• What is being asked:
Starting at the line that contains "of the neighboring", restate every line word for word through the end of the entries.

**** Task input

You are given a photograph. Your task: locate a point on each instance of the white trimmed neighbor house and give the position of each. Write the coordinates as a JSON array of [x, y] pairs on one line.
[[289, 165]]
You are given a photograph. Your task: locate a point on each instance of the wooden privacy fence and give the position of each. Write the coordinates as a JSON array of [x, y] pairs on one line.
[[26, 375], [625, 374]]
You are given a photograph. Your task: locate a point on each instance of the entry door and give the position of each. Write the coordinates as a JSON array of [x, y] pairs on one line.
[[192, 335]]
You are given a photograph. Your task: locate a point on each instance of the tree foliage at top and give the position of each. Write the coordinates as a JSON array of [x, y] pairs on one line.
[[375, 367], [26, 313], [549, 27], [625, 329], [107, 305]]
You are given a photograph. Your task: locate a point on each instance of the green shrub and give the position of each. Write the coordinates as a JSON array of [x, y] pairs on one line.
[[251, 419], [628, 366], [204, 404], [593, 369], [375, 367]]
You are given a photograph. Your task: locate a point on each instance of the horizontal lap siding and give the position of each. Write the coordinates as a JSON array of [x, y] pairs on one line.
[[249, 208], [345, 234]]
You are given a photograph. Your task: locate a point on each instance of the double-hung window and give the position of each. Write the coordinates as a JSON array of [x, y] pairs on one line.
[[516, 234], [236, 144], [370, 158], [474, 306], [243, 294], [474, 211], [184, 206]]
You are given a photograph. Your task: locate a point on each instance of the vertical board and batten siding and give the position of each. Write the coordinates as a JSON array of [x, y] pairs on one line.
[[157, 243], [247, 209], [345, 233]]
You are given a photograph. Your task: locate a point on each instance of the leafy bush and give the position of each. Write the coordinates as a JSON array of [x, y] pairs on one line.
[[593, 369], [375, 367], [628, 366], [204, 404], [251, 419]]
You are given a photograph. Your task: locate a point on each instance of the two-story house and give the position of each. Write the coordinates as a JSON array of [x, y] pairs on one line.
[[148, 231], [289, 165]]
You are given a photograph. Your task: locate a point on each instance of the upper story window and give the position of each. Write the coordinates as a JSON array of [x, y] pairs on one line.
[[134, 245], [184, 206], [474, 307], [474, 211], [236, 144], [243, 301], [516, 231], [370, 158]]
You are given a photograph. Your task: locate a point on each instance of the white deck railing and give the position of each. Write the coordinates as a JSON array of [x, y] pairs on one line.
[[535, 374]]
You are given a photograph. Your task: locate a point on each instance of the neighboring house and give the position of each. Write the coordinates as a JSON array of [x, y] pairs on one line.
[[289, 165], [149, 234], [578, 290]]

********

• Solution:
You are given a photograph. Your task: locate a point on each instance of the neighboring house and give the position of each. Write the coordinates as a JSON array of [x, y] pairs on one line.
[[289, 165], [149, 234], [578, 290]]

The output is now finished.